Saved data entries

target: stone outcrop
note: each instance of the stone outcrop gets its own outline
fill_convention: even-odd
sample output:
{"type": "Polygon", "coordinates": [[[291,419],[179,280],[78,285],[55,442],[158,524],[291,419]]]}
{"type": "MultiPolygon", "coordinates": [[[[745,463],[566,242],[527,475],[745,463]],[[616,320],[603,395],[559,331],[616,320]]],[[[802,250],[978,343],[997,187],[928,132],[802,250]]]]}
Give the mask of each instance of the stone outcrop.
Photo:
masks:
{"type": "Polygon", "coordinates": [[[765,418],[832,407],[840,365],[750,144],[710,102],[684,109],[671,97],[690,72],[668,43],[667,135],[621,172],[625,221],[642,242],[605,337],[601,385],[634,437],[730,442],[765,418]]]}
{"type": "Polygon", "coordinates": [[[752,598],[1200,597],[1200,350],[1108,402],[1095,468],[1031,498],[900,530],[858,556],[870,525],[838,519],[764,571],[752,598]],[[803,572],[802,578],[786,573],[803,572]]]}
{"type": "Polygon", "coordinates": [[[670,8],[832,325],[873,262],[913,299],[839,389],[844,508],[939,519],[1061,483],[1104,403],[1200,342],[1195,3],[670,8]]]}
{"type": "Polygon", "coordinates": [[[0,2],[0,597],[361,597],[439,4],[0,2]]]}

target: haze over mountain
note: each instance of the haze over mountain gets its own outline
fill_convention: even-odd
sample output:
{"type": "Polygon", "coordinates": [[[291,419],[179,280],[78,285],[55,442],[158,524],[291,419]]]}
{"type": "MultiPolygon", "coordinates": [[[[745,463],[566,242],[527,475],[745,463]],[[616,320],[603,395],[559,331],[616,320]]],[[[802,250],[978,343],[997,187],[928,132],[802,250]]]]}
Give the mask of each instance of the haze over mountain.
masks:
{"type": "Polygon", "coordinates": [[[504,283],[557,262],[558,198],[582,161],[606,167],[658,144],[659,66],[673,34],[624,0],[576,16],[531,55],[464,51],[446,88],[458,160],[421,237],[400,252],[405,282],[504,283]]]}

AIM OF THE EXERCISE
Set down the preceding data verbatim. Every line belongs in the copy.

SOLUTION TO THIS EXERCISE
target: stone outcrop
note: each instance of the stone outcrop gets its own outline
fill_convention: even-odd
sample output:
{"type": "Polygon", "coordinates": [[[291,419],[179,280],[78,285],[55,442],[158,524],[291,419]]]}
{"type": "MultiPolygon", "coordinates": [[[[745,463],[566,242],[527,475],[745,463]],[[616,320],[603,395],[559,331],[616,320]]],[[[802,250],[978,343],[997,187],[928,132],[802,250]]]]}
Give the mask of each instance of the stone outcrop.
Photo:
masks:
{"type": "Polygon", "coordinates": [[[765,418],[832,407],[840,365],[750,144],[710,102],[684,109],[671,97],[690,72],[668,43],[667,135],[621,172],[625,221],[642,242],[605,337],[601,385],[634,437],[730,442],[765,418]]]}
{"type": "Polygon", "coordinates": [[[752,598],[1200,597],[1200,350],[1108,402],[1095,468],[1031,498],[900,530],[858,556],[870,525],[838,519],[764,571],[752,598]],[[803,572],[802,578],[786,573],[803,572]]]}
{"type": "Polygon", "coordinates": [[[670,8],[832,325],[873,262],[913,299],[839,389],[844,508],[939,519],[1061,483],[1104,403],[1200,342],[1195,3],[670,8]]]}
{"type": "Polygon", "coordinates": [[[0,2],[0,597],[361,597],[439,4],[0,2]]]}

target: haze over mountain
note: each instance of the haze over mountain gets its own outline
fill_convention: even-odd
sample output:
{"type": "Polygon", "coordinates": [[[291,419],[179,280],[78,285],[55,442],[158,524],[291,419]]]}
{"type": "MultiPolygon", "coordinates": [[[[745,463],[566,242],[527,475],[745,463]],[[616,320],[603,395],[559,331],[616,320]]],[[[802,250],[978,343],[997,187],[928,132],[802,250]]]]}
Give the mask of each instance of the haze over mountain.
masks:
{"type": "Polygon", "coordinates": [[[504,283],[557,262],[558,198],[582,161],[606,167],[658,144],[659,66],[673,34],[624,0],[576,16],[531,55],[464,51],[446,88],[458,160],[421,237],[400,252],[405,282],[504,283]]]}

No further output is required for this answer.